* _Short exercise_
Reproduce, without alteration, the lines of the listing that begin with the line containing "Outline stirrup above." and continue through the line containing "53, 344, 89, 445", including both of those lines.

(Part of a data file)
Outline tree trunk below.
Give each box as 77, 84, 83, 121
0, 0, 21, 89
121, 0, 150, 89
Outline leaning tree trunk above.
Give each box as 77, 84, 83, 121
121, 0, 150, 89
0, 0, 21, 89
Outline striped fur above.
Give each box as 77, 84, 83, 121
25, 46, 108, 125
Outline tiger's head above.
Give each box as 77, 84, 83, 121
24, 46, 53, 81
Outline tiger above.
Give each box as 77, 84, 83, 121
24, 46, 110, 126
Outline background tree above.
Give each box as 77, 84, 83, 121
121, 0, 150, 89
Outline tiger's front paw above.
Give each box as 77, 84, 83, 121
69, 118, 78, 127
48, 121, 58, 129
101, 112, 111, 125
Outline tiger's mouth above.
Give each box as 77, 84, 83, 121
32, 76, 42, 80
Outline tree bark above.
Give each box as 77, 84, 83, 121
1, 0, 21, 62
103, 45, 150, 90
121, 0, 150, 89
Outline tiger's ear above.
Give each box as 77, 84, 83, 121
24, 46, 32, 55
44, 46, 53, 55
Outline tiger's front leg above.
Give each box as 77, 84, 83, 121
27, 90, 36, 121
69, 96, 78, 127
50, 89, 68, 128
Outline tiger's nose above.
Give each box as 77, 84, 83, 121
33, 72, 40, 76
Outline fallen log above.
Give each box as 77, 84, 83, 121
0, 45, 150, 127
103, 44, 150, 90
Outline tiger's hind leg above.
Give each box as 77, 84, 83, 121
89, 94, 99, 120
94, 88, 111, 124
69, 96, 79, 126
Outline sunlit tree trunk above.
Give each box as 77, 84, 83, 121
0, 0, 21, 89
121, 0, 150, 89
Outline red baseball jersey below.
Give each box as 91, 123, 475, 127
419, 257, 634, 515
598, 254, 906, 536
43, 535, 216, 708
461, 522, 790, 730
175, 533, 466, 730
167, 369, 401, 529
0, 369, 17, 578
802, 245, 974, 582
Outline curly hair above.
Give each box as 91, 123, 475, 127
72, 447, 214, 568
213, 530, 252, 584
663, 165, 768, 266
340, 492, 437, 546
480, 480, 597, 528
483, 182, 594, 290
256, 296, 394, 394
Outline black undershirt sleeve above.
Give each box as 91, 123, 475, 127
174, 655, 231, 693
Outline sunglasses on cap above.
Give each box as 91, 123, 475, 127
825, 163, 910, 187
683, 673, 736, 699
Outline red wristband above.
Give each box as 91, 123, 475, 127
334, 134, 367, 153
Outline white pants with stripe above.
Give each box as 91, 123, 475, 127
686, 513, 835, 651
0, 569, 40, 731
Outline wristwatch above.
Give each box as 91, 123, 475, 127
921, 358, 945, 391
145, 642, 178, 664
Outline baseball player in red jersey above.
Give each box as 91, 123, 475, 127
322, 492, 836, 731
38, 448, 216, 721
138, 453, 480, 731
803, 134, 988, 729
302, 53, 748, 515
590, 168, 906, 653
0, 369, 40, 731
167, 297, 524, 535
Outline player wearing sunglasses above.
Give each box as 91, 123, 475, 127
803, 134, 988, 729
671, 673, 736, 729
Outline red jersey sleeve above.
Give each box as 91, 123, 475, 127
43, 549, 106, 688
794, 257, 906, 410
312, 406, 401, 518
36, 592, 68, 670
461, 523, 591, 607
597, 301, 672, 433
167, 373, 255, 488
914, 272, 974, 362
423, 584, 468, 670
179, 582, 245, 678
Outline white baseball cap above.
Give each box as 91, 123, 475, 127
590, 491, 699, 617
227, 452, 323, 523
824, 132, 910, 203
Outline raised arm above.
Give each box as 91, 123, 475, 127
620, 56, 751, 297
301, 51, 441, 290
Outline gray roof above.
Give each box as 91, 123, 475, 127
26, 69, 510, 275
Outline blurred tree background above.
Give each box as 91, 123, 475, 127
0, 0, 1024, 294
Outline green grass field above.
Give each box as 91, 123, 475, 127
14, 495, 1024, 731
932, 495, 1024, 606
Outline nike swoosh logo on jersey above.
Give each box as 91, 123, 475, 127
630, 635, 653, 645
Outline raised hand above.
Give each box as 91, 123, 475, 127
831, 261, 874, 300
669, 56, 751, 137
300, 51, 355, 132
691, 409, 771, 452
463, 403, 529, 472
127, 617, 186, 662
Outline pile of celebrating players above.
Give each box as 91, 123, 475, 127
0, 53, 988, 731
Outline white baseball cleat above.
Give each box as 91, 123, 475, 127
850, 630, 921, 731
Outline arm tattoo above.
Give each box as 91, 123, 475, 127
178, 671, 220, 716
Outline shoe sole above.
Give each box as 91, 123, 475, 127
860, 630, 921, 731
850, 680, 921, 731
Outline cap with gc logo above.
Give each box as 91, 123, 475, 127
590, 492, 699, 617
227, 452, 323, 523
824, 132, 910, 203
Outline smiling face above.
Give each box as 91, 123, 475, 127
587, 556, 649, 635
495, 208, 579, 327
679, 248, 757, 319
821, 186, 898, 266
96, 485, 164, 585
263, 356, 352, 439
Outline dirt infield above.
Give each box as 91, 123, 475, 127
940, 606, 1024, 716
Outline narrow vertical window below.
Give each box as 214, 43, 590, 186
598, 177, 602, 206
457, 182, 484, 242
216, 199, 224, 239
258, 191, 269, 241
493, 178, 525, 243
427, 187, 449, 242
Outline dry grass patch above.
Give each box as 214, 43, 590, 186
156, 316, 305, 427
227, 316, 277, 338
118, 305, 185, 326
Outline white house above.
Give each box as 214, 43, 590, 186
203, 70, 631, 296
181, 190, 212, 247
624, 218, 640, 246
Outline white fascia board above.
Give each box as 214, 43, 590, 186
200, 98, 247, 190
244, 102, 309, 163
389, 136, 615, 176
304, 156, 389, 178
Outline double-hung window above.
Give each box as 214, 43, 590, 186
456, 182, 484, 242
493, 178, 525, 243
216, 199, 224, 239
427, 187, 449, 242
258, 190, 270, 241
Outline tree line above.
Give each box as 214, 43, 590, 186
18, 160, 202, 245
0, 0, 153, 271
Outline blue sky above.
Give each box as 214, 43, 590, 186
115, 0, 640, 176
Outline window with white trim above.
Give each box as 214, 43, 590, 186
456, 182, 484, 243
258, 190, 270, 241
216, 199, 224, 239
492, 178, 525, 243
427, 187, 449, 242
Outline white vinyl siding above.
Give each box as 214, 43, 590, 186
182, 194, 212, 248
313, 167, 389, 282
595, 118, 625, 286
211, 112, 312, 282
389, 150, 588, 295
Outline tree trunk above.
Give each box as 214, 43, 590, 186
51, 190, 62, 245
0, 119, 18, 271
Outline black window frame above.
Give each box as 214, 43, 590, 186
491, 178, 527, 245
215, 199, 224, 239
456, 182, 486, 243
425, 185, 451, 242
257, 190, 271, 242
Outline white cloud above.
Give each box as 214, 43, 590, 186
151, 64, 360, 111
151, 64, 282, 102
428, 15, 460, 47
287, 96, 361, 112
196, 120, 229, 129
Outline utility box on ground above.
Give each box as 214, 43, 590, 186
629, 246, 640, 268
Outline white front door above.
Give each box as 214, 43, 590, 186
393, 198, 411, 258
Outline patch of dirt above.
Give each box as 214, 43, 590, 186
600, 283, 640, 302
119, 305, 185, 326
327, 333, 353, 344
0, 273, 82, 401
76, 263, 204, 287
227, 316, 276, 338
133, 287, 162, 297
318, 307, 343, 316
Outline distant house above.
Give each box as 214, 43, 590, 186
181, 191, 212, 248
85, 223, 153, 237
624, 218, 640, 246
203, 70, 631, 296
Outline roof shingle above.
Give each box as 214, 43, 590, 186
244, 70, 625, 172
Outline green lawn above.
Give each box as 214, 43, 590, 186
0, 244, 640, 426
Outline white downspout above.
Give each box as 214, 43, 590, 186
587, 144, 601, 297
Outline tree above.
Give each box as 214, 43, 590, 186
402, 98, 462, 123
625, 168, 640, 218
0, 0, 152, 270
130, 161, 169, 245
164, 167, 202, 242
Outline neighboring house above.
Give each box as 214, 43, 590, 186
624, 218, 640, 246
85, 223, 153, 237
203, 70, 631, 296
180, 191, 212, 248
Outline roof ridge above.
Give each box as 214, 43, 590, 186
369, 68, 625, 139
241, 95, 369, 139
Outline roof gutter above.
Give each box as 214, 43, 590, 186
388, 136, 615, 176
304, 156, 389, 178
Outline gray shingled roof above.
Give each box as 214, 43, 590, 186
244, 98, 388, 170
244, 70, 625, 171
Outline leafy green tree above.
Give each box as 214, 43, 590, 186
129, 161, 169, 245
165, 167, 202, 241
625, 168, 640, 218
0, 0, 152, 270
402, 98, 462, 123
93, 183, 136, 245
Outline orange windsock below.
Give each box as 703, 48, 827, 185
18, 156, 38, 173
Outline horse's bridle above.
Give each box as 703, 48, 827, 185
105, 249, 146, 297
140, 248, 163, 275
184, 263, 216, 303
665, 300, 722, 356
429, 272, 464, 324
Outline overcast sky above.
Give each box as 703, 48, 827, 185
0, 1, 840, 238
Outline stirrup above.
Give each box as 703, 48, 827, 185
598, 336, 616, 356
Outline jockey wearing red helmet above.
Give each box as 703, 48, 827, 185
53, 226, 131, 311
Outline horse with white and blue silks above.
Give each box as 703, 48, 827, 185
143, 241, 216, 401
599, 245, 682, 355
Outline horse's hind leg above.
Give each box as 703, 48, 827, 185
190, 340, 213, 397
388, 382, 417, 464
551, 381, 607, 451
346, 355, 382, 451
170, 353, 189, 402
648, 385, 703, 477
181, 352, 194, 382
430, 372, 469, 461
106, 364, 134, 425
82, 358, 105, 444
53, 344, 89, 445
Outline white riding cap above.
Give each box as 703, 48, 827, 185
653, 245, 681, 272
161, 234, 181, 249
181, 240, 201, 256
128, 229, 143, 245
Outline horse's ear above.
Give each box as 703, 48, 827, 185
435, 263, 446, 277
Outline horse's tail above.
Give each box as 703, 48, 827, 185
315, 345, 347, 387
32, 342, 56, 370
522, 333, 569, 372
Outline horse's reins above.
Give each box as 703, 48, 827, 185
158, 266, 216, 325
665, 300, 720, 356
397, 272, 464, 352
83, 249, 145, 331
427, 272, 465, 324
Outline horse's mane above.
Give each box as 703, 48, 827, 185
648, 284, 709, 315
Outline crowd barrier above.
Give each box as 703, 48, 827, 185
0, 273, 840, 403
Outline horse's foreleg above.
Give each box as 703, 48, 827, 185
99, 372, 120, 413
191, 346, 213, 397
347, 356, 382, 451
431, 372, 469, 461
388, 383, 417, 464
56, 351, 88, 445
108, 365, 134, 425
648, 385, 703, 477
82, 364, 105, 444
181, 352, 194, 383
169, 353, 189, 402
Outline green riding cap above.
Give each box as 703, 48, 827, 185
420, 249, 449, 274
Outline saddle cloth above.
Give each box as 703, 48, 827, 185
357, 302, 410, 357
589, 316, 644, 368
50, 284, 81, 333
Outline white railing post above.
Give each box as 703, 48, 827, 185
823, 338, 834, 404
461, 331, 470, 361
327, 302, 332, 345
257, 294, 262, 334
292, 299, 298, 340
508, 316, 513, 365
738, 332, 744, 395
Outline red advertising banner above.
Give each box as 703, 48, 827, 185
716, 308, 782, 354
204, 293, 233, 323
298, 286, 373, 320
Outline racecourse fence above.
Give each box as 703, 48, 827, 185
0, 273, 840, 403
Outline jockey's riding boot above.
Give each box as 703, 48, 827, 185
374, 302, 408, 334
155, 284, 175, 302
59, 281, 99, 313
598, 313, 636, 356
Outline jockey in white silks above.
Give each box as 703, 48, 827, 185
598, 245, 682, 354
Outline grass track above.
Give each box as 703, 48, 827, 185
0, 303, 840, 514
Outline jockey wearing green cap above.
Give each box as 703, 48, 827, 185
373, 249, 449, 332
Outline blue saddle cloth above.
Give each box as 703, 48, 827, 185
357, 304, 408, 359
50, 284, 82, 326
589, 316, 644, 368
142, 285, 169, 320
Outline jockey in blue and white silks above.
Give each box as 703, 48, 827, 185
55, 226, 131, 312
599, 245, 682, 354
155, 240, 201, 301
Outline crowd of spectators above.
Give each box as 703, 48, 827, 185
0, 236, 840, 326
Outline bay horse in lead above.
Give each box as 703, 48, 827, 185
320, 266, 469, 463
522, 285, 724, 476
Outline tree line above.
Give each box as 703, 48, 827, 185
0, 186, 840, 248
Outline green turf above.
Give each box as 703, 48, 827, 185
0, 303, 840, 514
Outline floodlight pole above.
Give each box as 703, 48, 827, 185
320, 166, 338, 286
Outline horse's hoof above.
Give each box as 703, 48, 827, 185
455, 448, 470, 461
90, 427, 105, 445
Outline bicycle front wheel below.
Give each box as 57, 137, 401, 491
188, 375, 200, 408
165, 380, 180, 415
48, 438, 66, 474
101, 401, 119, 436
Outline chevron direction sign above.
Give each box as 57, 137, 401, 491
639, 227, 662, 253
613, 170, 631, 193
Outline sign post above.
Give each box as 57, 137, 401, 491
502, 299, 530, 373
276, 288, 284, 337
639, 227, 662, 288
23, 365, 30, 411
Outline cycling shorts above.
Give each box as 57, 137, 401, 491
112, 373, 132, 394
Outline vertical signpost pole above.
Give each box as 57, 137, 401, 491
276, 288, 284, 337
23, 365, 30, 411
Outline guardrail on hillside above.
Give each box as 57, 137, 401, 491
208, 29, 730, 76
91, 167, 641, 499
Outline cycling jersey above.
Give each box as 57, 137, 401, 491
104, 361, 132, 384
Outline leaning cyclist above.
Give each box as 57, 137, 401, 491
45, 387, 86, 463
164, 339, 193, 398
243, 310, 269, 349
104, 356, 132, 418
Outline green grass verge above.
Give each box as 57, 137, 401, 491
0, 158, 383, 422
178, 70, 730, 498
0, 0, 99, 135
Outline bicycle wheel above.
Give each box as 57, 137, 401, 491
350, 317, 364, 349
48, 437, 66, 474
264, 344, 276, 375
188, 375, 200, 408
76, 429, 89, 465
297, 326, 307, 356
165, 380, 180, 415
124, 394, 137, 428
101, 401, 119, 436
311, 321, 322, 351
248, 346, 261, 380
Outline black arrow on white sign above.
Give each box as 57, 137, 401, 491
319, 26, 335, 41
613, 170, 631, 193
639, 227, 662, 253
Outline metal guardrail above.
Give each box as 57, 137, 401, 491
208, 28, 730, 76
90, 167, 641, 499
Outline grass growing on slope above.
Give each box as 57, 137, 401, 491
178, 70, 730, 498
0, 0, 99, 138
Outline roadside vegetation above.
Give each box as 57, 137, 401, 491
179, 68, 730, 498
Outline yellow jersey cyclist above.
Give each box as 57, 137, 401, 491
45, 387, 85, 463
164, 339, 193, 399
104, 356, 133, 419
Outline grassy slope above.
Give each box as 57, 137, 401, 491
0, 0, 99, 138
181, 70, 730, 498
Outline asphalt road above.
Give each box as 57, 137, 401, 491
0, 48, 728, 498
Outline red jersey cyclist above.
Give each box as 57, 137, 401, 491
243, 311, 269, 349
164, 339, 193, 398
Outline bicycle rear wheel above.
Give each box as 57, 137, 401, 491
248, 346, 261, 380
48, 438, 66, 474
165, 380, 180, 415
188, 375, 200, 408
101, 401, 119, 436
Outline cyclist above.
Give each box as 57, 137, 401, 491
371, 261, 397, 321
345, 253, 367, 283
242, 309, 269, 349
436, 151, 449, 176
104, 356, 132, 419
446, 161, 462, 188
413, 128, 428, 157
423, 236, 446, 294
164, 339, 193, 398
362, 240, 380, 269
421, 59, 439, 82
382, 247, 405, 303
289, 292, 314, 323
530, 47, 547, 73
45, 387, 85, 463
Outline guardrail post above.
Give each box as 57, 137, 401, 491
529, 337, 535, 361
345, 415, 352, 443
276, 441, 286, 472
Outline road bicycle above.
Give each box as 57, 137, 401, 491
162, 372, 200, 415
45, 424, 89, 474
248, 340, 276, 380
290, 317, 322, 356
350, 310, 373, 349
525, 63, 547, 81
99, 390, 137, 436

* _Result_
Outline stirrup above.
Give each box as 703, 48, 827, 185
598, 336, 616, 356
Outline jockey wearing red helmet above.
Give each box as 703, 48, 827, 185
53, 226, 131, 311
Outline horse with white and blue silks above.
Give each box as 703, 48, 827, 185
143, 241, 216, 401
599, 245, 682, 355
Outline horse's hind leg above.
Give each box as 703, 48, 827, 185
190, 340, 213, 397
388, 382, 417, 464
551, 381, 607, 451
346, 355, 382, 451
170, 353, 189, 402
648, 385, 703, 477
181, 352, 194, 382
430, 372, 469, 461
106, 364, 134, 425
82, 358, 105, 444
53, 344, 89, 445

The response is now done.